#### [O que fazer]
Reproduza fielmente o trecho do artigo sobre a lambada que se inicia com as palavras “Esse clima já” e se encerra com “Manaus e Recife.”.

#### [Artigo]
══════════════════════════════
Esse clima já era velho conhecido do norte do Brasil, por onde a artista circulava nos anos 1980. “Lambada era um termo popular na região, significava porrada, pancada”, explica Eduardo Barbosa, músico e pesquisador paraense. “E havia um radialista famoso, Haroldo Caraciolo, que tocava uma sequência de músicas caribenhas no seu programa e falava: vou dar-lhe uma lambada. Em 1976 o Pinduca grava uma música com o título de lambada, e em 1978 o Mestre Vieira grava um disco de lambadas.”
A lambada, então, passa a definir o cruzamento de músicas paraenses protagonizadas por guitarras e um sem fim de sons de países como Haiti, Guadalupe e Martinica. Mambos, merengues, kadans, calypsos: no Gran Caribe que vai das ilhas ao Pará, essas músicas de cordas beliscadas, sopros pronunciados e andamento rápido faziam sucesso e avançavam até cidades como Manaus e Recife.
Cantando em espanhol, francês e creole, conjuntos como Les Aiglons ocupavam as rádios e as festas com canções como “Cuisse La” que no Brasil se tornou “Melô do Tipiti”.
É nesse Brasil onde chegam os donos do selo Celulloid e onde nasce a ideia para o Kaoma. Olivier Lorsac e Jean Karakos buscavam salvar a firma da falência quando deram de cara com a lambada. Os hits radiofônicos, artistas que passeavam do tradicional carimbó ao nascente axé, como Beto Barbosa, e até casas de baile (as “lambaterias”): lá estava o bote salva-vidas da gravadora. A dupla comprou um vasto catálogo de canções do selo brasileiro Continental e voltou a Paris. Só faltava uma banda para gravar, entre outras faixas, a já célebre “Chorando se Foi” rebatizada para “Lambada”.
══════════════════════════════
#### [Listagem de dados]
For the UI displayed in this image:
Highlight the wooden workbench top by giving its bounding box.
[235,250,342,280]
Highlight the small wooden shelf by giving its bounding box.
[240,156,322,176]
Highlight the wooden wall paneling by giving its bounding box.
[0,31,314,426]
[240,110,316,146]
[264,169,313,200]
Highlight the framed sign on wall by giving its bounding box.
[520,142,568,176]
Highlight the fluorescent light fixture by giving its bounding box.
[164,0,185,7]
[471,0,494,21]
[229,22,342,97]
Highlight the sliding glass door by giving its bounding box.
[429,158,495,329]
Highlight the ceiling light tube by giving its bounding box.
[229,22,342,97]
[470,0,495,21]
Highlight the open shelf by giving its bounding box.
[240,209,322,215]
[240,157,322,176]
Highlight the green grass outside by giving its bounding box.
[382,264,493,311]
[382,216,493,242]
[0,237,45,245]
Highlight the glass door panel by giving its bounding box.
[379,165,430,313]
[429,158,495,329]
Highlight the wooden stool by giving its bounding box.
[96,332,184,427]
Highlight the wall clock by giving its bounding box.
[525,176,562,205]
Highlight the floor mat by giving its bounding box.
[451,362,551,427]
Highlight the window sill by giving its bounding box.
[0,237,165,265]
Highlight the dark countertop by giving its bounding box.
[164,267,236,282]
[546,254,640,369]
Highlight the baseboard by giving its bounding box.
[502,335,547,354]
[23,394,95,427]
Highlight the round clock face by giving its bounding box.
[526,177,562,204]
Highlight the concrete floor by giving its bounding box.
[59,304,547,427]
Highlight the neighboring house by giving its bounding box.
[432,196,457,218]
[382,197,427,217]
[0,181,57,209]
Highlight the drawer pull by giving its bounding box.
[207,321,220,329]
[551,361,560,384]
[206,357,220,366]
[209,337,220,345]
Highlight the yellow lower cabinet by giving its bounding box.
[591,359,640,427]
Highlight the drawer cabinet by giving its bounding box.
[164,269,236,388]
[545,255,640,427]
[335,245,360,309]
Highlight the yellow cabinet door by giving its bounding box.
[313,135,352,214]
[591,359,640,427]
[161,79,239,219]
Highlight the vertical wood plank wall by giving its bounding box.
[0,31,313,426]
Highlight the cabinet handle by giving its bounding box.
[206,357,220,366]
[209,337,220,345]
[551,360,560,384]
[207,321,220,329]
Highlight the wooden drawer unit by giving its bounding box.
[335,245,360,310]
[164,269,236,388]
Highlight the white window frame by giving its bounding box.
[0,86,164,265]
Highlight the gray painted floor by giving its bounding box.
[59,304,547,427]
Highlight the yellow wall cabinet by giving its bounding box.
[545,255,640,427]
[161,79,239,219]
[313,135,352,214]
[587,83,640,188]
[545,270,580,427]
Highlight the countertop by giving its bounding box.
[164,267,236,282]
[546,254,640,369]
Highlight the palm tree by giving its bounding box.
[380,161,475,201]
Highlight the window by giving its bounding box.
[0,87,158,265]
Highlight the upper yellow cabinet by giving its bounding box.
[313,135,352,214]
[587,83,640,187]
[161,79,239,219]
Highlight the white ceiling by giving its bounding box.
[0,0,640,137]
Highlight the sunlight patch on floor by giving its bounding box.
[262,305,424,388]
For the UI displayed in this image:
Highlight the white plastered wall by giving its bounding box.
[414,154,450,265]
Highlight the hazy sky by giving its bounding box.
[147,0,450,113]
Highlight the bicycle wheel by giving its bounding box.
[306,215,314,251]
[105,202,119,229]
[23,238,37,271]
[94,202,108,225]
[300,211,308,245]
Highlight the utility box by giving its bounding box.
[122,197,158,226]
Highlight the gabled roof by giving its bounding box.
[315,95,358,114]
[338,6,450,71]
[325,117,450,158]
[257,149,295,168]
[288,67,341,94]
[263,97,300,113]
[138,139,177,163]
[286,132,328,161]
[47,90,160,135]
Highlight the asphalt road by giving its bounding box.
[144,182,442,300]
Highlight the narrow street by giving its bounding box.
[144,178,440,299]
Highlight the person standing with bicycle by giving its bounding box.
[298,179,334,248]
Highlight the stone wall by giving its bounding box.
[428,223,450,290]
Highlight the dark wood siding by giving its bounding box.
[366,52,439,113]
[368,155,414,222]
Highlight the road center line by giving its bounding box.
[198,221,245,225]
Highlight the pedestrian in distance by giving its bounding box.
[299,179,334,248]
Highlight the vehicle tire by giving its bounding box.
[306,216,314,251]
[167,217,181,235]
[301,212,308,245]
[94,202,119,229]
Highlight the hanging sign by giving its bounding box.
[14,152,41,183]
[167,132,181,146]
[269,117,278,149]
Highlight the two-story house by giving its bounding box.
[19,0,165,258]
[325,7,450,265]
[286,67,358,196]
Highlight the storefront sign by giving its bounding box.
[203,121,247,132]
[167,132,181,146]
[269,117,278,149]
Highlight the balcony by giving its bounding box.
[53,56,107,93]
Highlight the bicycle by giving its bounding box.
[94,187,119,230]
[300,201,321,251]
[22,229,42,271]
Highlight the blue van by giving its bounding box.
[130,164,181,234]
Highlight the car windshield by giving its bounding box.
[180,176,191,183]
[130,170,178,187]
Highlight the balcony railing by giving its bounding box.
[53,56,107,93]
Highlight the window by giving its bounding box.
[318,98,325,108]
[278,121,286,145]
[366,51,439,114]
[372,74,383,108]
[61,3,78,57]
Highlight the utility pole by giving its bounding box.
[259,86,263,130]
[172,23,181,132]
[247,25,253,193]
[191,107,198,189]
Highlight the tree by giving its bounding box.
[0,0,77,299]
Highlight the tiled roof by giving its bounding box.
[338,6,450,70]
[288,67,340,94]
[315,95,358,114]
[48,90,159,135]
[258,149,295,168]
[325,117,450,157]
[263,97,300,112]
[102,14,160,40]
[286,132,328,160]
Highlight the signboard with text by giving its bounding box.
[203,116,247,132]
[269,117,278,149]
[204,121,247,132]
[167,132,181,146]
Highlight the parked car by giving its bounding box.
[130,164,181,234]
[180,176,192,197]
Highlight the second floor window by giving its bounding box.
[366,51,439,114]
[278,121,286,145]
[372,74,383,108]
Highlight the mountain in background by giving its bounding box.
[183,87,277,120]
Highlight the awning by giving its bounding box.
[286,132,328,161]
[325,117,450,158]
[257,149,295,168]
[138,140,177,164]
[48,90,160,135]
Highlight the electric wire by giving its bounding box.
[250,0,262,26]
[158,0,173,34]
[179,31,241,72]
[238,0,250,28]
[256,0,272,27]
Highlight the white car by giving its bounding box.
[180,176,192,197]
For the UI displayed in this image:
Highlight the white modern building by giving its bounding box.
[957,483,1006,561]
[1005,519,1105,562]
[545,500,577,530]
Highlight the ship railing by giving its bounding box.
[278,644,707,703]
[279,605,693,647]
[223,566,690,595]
══════════════════════════════
#### [Resultado do exercício]
Esse clima já era velho conhecido do norte do Brasil, por onde a artista circulava nos anos 1980. “Lambada era um termo popular na região, significava porrada, pancada”, explica Eduardo Barbosa, músico e pesquisador paraense. “E havia um radialista famoso, Haroldo Caraciolo, que tocava uma sequência de músicas caribenhas no seu programa e falava: vou dar-lhe uma lambada. Em 1976 o Pinduca grava uma música com o título de lambada, e em 1978 o Mestre Vieira grava um disco de lambadas.”
A lambada, então, passa a definir o cruzamento de músicas paraenses protagonizadas por guitarras e um sem fim de sons de países como Haiti, Guadalupe e Martinica. Mambos, merengues, kadans, calypsos: no Gran Caribe que vai das ilhas ao Pará, essas músicas de cordas beliscadas, sopros pronunciados e andamento rápido faziam sucesso e avançavam até cidades como Manaus e Recife.